• **Records excerpted from a collection**
--- BEGIN ---

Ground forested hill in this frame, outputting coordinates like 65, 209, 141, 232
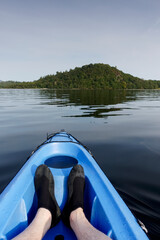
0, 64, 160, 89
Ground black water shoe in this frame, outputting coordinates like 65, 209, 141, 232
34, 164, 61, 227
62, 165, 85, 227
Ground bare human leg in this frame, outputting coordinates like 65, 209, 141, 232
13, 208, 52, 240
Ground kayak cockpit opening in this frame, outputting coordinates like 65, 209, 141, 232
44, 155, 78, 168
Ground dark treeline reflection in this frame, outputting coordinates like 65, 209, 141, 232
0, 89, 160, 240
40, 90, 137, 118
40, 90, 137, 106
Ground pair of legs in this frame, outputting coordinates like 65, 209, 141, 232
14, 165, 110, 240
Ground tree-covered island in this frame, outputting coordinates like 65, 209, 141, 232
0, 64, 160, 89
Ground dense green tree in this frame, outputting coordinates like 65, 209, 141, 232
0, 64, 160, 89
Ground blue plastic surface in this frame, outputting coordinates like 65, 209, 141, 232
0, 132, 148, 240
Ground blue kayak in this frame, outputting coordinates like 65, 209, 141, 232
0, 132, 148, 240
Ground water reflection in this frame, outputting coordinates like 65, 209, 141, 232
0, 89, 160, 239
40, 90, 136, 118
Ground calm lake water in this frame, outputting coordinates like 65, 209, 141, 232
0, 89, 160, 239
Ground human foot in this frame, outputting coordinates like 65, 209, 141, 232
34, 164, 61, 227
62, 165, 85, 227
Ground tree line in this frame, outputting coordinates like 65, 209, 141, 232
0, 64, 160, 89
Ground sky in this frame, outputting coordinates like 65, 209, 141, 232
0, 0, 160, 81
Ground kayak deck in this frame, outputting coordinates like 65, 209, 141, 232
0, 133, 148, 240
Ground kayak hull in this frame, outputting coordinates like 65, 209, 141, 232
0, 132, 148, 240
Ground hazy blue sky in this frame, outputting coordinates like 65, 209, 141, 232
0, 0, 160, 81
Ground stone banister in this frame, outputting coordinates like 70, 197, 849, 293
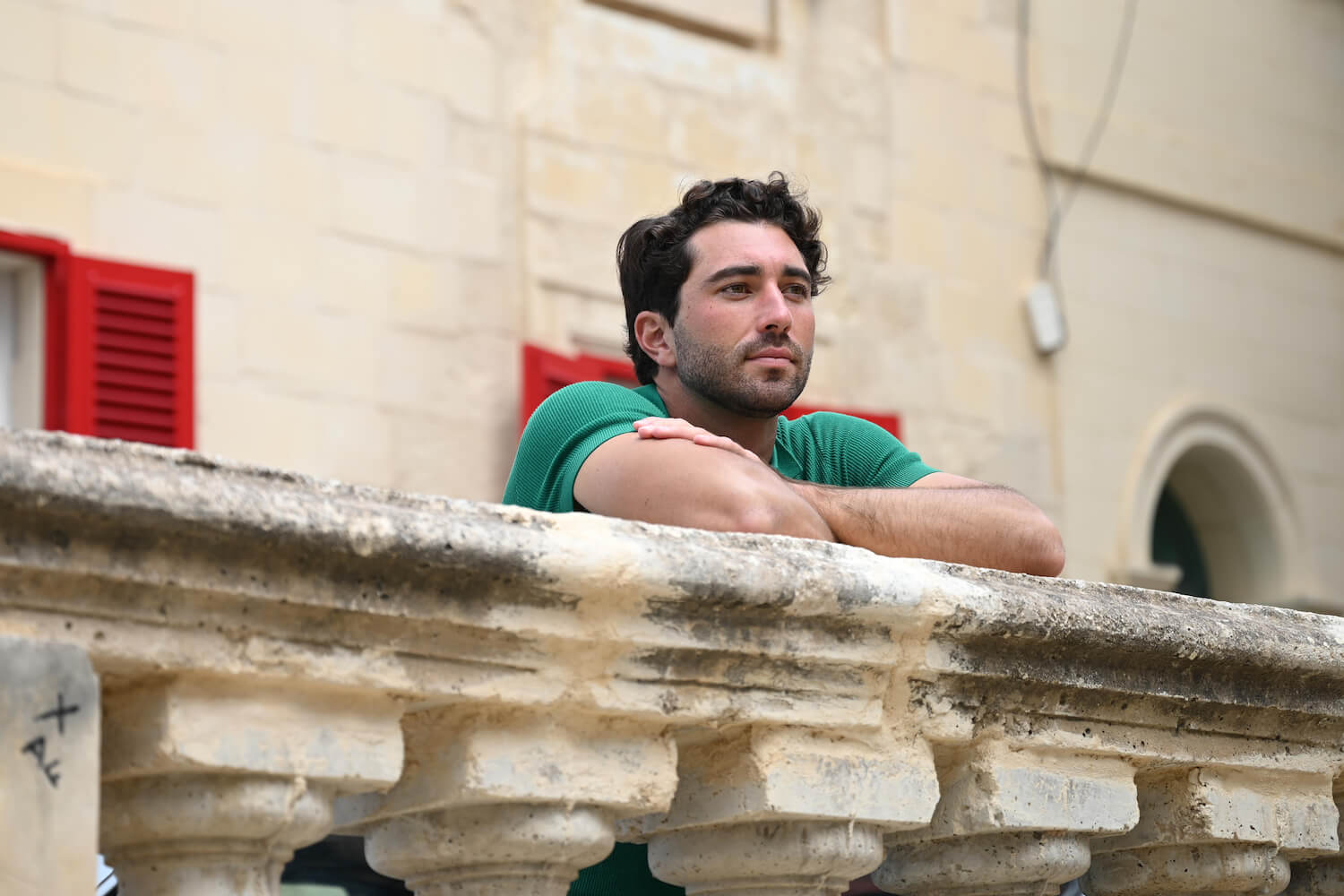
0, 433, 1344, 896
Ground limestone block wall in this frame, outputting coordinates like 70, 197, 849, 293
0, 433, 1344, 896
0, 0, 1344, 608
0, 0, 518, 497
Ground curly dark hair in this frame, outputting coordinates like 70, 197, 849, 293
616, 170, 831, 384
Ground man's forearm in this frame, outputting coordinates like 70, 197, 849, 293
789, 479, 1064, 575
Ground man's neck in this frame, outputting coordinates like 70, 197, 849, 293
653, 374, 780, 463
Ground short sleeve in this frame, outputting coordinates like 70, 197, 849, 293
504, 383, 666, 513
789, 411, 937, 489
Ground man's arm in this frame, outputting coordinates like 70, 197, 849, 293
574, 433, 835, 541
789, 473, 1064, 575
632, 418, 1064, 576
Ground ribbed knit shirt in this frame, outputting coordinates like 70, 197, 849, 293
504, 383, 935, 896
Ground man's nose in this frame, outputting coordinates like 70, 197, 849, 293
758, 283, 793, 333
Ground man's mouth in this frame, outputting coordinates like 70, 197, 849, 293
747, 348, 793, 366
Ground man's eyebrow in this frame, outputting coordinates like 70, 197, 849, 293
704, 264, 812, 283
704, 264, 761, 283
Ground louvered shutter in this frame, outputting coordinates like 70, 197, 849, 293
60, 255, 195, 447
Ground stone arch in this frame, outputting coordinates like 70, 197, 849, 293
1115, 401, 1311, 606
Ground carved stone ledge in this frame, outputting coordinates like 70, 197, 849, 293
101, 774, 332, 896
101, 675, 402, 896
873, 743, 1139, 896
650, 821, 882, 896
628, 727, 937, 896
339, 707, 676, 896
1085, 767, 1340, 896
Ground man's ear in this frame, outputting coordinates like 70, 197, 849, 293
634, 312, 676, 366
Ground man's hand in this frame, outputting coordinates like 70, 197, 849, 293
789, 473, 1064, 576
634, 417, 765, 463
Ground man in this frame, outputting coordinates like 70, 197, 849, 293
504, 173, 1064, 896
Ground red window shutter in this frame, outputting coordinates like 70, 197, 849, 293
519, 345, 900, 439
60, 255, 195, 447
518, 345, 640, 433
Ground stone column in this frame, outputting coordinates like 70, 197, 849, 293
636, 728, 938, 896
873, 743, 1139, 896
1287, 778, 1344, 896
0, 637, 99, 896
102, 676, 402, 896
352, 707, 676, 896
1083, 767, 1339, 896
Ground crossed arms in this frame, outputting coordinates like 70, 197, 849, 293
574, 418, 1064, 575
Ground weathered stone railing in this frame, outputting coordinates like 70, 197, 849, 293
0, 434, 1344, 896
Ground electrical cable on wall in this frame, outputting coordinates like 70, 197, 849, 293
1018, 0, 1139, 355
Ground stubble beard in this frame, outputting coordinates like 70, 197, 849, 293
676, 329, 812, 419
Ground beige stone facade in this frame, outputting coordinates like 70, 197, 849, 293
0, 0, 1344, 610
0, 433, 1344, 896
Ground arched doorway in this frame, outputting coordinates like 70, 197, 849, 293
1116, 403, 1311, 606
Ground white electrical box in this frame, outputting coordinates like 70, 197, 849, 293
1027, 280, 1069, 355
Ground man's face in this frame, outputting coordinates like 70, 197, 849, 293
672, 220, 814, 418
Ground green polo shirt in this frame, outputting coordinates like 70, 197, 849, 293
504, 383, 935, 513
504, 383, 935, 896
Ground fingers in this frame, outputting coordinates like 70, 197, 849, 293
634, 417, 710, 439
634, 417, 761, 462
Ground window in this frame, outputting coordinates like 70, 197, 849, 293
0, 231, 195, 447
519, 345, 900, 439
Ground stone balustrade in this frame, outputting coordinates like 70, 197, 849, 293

--- END ---

• **Written task**
Write out all of the items above again, replacing "in this frame" with "in this image" wherever it appears and leaving everything else unchanged. Omit the pictures from the answer.

• **Complete response**
Ground forested hill in this image, outputting coordinates like 65, 209, 141, 232
0, 64, 160, 89
Ground black water shoe in this image, outputting coordinates like 65, 209, 141, 232
34, 164, 61, 227
62, 165, 85, 227
Ground bare human leg in this image, outputting coordinates like 65, 209, 141, 232
13, 208, 52, 240
Ground kayak cockpit opening in this image, outputting coordinates like 65, 209, 141, 232
44, 155, 78, 168
Ground dark treeline reflection in this image, outputting coordinates like 65, 209, 141, 232
0, 89, 160, 240
40, 90, 137, 118
40, 90, 137, 106
Ground pair of legs in this image, outputting coordinates like 65, 209, 141, 232
14, 165, 110, 240
Ground tree-covered island in this image, outputting coordinates like 65, 209, 141, 232
0, 64, 160, 89
Ground dense green tree in this image, outputting coordinates like 65, 209, 141, 232
0, 64, 160, 89
Ground blue plastic surface in this image, outputting coordinates like 65, 209, 141, 232
0, 132, 148, 240
Ground blue kayak in this image, outputting coordinates like 65, 209, 141, 232
0, 132, 148, 240
Ground water reflection in this image, outputting coordinates like 65, 209, 141, 232
0, 89, 160, 239
40, 90, 136, 118
Ground calm lake water in this image, outputting coordinates like 65, 209, 141, 232
0, 89, 160, 239
Ground human foot in this image, outputting coordinates like 65, 209, 141, 232
34, 164, 61, 227
62, 165, 85, 227
Ground tree line in this image, outputting coordinates like 65, 209, 141, 232
0, 64, 160, 89
Ground sky in this image, outputting coordinates like 65, 209, 141, 232
0, 0, 160, 81
Ground kayak deck in this image, outputting coordinates like 65, 209, 141, 232
0, 133, 148, 240
Ground kayak hull in this image, outputting coordinates like 65, 209, 141, 232
0, 132, 148, 240
Ground hazy blue sky in this image, outputting coordinates like 65, 209, 141, 232
0, 0, 160, 81
Ground stone banister in this image, outputting coordinates like 70, 197, 849, 293
0, 433, 1344, 896
Ground limestone block wall in this image, outputting coordinates like 70, 197, 849, 293
0, 433, 1344, 896
0, 0, 1344, 608
0, 0, 518, 497
Ground curly dark hair in this image, outputting coordinates like 70, 197, 849, 293
616, 170, 831, 384
Ground man's forearm in this image, outputting coordinates like 70, 197, 849, 293
789, 479, 1064, 575
Ground man's neck in this image, outputting coordinates like 70, 197, 849, 293
653, 374, 780, 463
Ground short sleeve in this image, outputting coordinates like 70, 197, 849, 293
504, 383, 666, 513
789, 411, 937, 489
Ground man's arm in this image, outputting coordinates like 70, 197, 849, 293
574, 433, 835, 541
789, 473, 1064, 575
632, 418, 1064, 576
Ground ribbed knit shirt in this image, outputting coordinates like 70, 197, 849, 293
504, 383, 935, 896
Ground man's nose in this image, outputting coordinates like 70, 197, 849, 293
758, 283, 793, 333
Ground man's mouth in this image, outputting coordinates like 70, 197, 849, 293
747, 348, 793, 366
Ground man's eyebrow in this image, outputting coordinates like 70, 197, 849, 293
704, 264, 812, 283
704, 264, 761, 283
Ground louvered shutter in this image, outputting coordinates like 70, 197, 849, 293
60, 255, 195, 447
Ground stone arch in this image, outputting coordinates like 70, 197, 849, 293
1115, 401, 1311, 606
Ground carved stone ledge in this image, outputting coordinates like 70, 197, 849, 293
101, 774, 332, 896
101, 675, 402, 896
873, 743, 1139, 896
650, 821, 882, 896
628, 727, 937, 896
339, 707, 676, 896
1085, 767, 1340, 896
Ground man's ear in this image, outputting coordinates like 70, 197, 849, 293
634, 312, 676, 366
Ground man's hand in this image, outputting coordinates like 70, 197, 849, 293
789, 473, 1064, 576
634, 417, 765, 463
Ground man in this image, outputting coordinates like 70, 197, 849, 293
504, 173, 1064, 896
Ground red window shutter in this image, outputting coordinates like 70, 197, 849, 293
519, 345, 900, 439
60, 255, 195, 447
518, 345, 640, 433
Ground stone column in this image, outputting coordinates like 70, 197, 849, 293
636, 728, 938, 896
873, 743, 1139, 896
1287, 778, 1344, 896
0, 637, 99, 896
102, 676, 402, 896
352, 707, 676, 896
1083, 767, 1339, 896
Ground crossed arms in this image, outputting coordinates like 70, 197, 849, 293
574, 418, 1064, 575
Ground weathered stone railing in this image, outputting coordinates like 70, 197, 849, 293
0, 434, 1344, 896
Ground electrical cable on wall in this image, outputting coordinates like 70, 197, 849, 293
1018, 0, 1139, 355
Ground stubble beard in this image, outputting coordinates like 70, 197, 849, 293
676, 329, 812, 419
Ground beige stone facade in this image, outputting coordinates like 70, 197, 849, 293
0, 0, 1344, 610
0, 433, 1344, 896
Ground arched doorway in this image, outputting coordinates like 70, 197, 849, 293
1116, 403, 1311, 606
Ground white electrical box in this image, outputting coordinates like 70, 197, 849, 293
1027, 280, 1069, 355
Ground man's face in this image, outputting coordinates like 70, 197, 849, 293
672, 220, 814, 418
Ground green polo shirt in this image, outputting coordinates like 70, 197, 849, 293
504, 383, 935, 513
504, 383, 935, 896
Ground fingers in this image, outputting coordinates like 70, 197, 849, 293
634, 417, 710, 439
634, 417, 761, 462
Ground window in this image, outputting coordinates like 70, 197, 849, 293
0, 231, 195, 447
519, 345, 900, 439
Ground stone balustrade in this image, outputting coordinates like 70, 197, 849, 293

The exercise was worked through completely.